### EXERCISE REQUIREMENTS
Copy out the whole listing exactly as written, leaving the pictures behind.
BEGIN GIVEN ENTRIES
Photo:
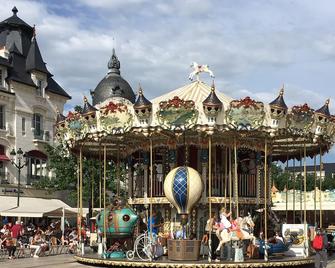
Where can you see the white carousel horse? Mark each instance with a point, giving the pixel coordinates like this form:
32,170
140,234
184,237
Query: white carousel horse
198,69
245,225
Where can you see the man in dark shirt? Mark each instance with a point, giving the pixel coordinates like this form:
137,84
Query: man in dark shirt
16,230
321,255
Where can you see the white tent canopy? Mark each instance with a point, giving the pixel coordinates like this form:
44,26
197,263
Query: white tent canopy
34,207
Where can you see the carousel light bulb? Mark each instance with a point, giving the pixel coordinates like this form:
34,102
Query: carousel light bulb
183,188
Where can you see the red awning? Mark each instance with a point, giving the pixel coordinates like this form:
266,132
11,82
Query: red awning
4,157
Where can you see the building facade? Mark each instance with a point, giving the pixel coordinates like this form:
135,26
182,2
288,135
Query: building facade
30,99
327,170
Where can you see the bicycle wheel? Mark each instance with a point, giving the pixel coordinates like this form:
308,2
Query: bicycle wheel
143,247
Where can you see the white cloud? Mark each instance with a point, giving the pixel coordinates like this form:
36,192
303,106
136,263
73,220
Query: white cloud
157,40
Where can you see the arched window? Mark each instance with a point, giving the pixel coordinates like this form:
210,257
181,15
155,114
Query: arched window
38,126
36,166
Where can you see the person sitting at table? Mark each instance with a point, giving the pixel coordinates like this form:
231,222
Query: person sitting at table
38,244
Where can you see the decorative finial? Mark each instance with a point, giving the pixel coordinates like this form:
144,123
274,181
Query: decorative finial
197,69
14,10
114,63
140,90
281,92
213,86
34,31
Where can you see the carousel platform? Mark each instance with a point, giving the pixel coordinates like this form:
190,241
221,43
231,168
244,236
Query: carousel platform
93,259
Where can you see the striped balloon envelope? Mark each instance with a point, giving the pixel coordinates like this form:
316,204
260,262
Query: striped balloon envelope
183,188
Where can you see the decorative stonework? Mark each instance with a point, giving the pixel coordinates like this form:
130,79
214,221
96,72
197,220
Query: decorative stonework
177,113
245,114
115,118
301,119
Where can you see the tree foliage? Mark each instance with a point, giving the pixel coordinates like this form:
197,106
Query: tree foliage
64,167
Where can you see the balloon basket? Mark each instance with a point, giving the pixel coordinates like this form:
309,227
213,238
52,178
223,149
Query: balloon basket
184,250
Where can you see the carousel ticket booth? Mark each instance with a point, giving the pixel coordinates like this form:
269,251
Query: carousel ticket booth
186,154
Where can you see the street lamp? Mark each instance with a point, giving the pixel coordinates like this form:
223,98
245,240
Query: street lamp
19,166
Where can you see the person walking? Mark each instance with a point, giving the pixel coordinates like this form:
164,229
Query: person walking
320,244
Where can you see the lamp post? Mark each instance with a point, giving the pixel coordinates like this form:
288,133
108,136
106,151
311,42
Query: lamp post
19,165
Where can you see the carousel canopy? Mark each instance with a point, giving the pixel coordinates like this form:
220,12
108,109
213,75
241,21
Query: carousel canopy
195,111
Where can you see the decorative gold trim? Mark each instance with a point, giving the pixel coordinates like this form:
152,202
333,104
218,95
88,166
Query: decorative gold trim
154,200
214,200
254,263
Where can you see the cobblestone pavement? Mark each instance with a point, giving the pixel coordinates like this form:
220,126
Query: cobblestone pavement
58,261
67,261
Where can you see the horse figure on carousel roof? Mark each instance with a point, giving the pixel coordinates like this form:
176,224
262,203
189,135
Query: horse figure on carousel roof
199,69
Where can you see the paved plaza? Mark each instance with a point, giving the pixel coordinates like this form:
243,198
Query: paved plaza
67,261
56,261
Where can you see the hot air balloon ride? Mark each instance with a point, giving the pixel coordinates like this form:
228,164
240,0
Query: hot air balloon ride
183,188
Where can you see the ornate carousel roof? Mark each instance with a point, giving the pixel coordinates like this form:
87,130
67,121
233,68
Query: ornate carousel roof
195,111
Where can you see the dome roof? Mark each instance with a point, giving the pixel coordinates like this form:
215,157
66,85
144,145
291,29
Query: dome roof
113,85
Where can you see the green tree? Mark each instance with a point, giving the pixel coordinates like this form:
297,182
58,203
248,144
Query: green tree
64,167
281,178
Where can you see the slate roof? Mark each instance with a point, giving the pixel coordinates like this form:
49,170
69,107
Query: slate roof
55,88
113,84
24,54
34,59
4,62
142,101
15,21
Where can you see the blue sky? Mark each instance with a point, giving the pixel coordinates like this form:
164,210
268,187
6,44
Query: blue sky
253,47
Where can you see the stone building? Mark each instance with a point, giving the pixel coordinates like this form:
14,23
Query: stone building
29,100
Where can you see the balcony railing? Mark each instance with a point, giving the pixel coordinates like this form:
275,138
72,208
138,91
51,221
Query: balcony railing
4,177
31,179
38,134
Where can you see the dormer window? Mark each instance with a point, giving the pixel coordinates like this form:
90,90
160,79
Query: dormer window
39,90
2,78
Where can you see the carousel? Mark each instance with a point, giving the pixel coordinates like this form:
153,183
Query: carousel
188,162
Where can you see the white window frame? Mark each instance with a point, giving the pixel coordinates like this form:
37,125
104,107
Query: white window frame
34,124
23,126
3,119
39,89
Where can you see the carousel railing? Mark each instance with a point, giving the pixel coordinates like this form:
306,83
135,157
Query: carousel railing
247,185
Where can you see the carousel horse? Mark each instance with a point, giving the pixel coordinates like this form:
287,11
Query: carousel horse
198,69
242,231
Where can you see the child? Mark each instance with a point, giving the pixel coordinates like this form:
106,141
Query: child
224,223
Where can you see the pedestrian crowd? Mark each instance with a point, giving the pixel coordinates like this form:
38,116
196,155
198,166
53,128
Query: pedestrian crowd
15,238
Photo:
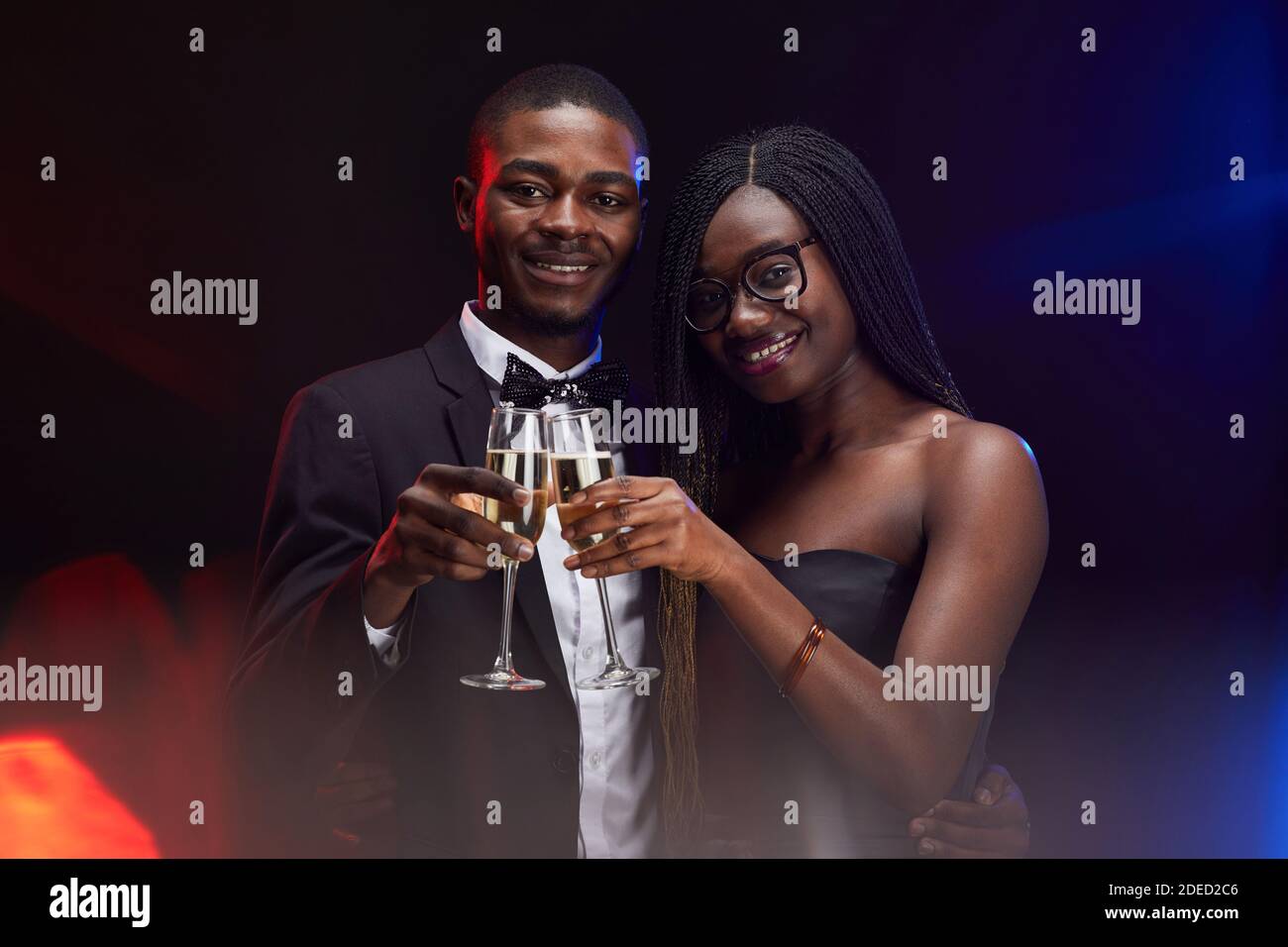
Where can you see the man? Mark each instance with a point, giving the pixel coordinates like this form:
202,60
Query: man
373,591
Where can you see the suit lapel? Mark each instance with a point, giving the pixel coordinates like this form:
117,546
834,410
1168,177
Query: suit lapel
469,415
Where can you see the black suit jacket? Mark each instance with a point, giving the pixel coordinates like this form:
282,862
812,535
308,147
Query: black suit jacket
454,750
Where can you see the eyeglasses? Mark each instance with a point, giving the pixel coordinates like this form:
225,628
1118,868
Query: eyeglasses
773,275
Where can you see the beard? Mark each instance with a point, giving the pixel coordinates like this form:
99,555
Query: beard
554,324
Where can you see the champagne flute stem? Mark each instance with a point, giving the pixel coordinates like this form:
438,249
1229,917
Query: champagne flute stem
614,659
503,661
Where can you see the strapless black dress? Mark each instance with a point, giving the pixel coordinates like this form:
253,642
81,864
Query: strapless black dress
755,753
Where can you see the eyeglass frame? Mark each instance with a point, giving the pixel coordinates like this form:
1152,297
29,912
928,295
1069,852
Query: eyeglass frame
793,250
END GIVEN ENTRIES
### RESPONSE AREA
Photo:
Where can you see the white carousel horse? Mark each instance with a point, giving the pixel coordinates like this form:
32,170
140,234
184,237
Query: white carousel horse
198,69
245,225
Where can you see the man in dark shirt? Mark each instance with a point, giving the pixel coordinates like this form:
137,84
Query: man in dark shirt
16,230
321,255
Where can you see the white tent canopy? Mark each instance with a point, giving the pixel coordinates like this form:
44,26
197,263
Query: white tent canopy
34,207
Where can you see the carousel light bulb? Mark each instance with a point, giving the pixel coordinates like this form:
34,102
Query: carousel light bulb
183,188
Where can you see the red awning? Mark each instance with a point, giving the pixel coordinates like this form:
266,132
11,82
Query: red awning
4,157
Where can you see the building facade? Mark each instance with a point, giving the pixel coordinates like this form:
135,26
182,2
288,135
Query: building facade
30,99
327,170
Where can you see the bicycle wheel? Mark each instance with a point, giving the pixel coordinates like this form:
308,2
Query: bicycle wheel
143,247
Where can you see the white cloud? Mark each instance with a point, giving the pixel coordinates like this form:
36,192
303,106
136,263
73,220
Query: white cloud
157,40
Where can you see the arched window? Mark each instance with a point, giving the pixel coordinates like this form:
210,257
181,15
155,114
Query: arched window
38,126
36,166
Where can you see the person sitting at table? Mark each instance with a point, giving the pixel coordinates like this form:
231,222
Query: person sitting at table
38,244
Where can you see the decorative finial? Mark each instance with a point, giving the pixel coordinates like this form:
144,123
274,181
Query: decorative finial
197,69
14,10
114,63
140,90
281,92
213,86
34,31
Where can you see the carousel platform? Mark each instance with a point, giving the pixel coordinates like this form:
190,241
221,43
231,168
244,236
Query: carousel platform
93,259
Where can you see the striped balloon envelope? Mark each instance with a point, giving the pixel coordinates like this form:
316,204
260,262
Query: striped balloon envelope
183,188
Where can you see the decorative stonework? Mark each instance with a point, giving the pixel coordinates like this form:
130,79
214,221
96,72
197,220
Query: decorative stonework
177,113
245,114
115,118
301,119
Where can you see the tree foliage? Mark each instance with a point, giving the pixel coordinates like this form:
197,106
Query: tree foliage
64,167
Where can you see the balloon basket? Mark each instance with a point, giving the pixel coordinates like this form:
309,227
213,238
52,178
223,149
Query: balloon basket
184,250
Where can you see the carousel ticket booth? Mark each instance with a point, giving the pixel coordinates like this form:
269,251
Query: carousel ticket booth
186,154
Where can you see the street lamp? Mark each instance with a point, giving the pixel coordinates like this form:
223,98
245,240
Query: street lamp
19,166
Where can you see the person walking? Mark each instance with a point, giving the pixel coordinates like this form:
164,229
Query: person walking
320,244
Where can you see the lamp post? Mark each instance with a point, giving the pixel coordinates like this form:
288,133
108,136
106,151
311,42
Query: lamp post
19,165
Where can you see the carousel canopy? Mark each instance with a point, giving the pixel coordinates like this form:
220,12
108,109
213,75
241,21
Query: carousel canopy
195,111
Where can you see the decorative gold trim? Mark each instance with a point, giving the pixel coordinates like this form:
152,202
333,104
218,95
88,166
Query: decorative gold trim
154,200
214,200
254,263
Where can you see the cobblestone pavement? Mark each instance with a point, giving the pixel coordinates like this form:
220,126
Query: cobblestone pavement
58,261
67,261
Where can you see the horse figure on carousel roof? Mark each instance with a point, giving the pixel coordinates like this form:
176,224
262,203
189,135
Query: horse figure on carousel roof
199,69
Where can you see the paved plaza? Mark each instance with a point, giving the pixel coordinates like this form:
243,198
Query: paved plaza
67,261
56,261
Where can you see the hot air balloon ride? Mark each instance with a point, giving the pixel coordinates like this form:
228,164
240,0
Query: hot air balloon ride
183,188
Where can you see the ornate carousel roof? Mark each instance with a point, giving the pixel coordinates like this form:
87,130
67,121
233,68
Query: ornate carousel roof
195,111
Where can you see the dome roof? Mark each instance with a point, giving the pixel coordinates like this form:
215,157
66,85
144,145
291,29
Query: dome roof
113,85
Where can you see the green tree? Mark each instance with a point, giving the pixel coordinates like this form:
297,182
58,203
248,144
Query: green tree
64,167
281,178
Where can you see the slate roof? Mark each instance with a point, giving the pixel coordinates like this form:
49,170
69,107
Query: slate roof
55,88
113,84
24,54
34,59
4,62
142,101
15,21
Where can you see the blue sky? Mark each instance with a point, giving the pixel coordinates like this form:
164,210
268,187
6,44
Query: blue sky
253,47
Where can you see the stone building? Mark each instance with a point, giving the pixel coordinates like this form:
14,23
Query: stone building
29,100
Where can you see the balcony railing? Mark each instance with a point, giving the pixel coordinates like this form:
275,138
72,208
138,91
51,221
Query: balcony railing
4,177
31,179
38,134
Where can you see the dormer window? Mark each instance with a point, giving the pixel coordinates like this form:
90,90
160,79
Query: dormer window
39,90
2,78
Where can you see the carousel? Mark each instance with a point, giving the pixel coordinates like this form:
153,183
Query: carousel
188,162
Where can you see the white window frame? Mark each instance with a point, giving the pixel coordinates like this form:
37,125
104,107
Query: white window frame
34,124
23,126
3,119
39,89
Where can you see the carousel railing? Mark each instance with a point, giving the pixel coordinates like this form:
306,83
135,157
Query: carousel railing
247,185
Where can you see the carousel horse? Mark each instance with a point, giving the pixel coordinates like this form:
287,11
Query: carousel horse
198,69
242,231
Where can you see the child? Mark each instance with a point, giving the pixel coordinates like this form:
106,141
Query: child
224,223
Where can you see the pedestrian crowd? Mark each instance with a point, giving the pixel coordinates like this form:
38,116
196,155
198,166
53,128
Query: pedestrian crowd
15,238
Photo:
Where can you see the man? Mark each instance with a point, giving the pixel coordinates like this form:
202,60
Query: man
373,591
Where can you see the suit lapel? Mark each instance with a point, giving the pixel coordinates like this form:
117,546
834,410
1168,177
Query: suit lapel
469,415
Where can you see the black suit jacket? Mark each instance with a point, giving the pixel coordinates like this form:
282,862
812,535
308,147
Query: black suit jacket
454,750
Where can you see the eyeglasses? Mark each instance with a point, giving the pixel coordinates like this form:
225,628
1118,868
Query: eyeglasses
773,275
Where can you see the beard? Mark each instance with a point, giving the pixel coordinates like this form:
99,555
Query: beard
554,324
Where can you see the champagne flute stem? Mark each instance with a point, giving the pixel coordinates like this form:
438,249
1229,917
Query: champagne flute stem
614,659
503,661
Where can you see the strapless black dress? Mark each instance with a point, giving the pixel coordinates like this form:
253,642
81,864
Query: strapless black dress
755,753
Where can you see the eyeglass frame? Mark each instance with a point, giving the pixel coordinates like this form:
1152,297
29,912
928,295
1069,852
Query: eyeglass frame
793,250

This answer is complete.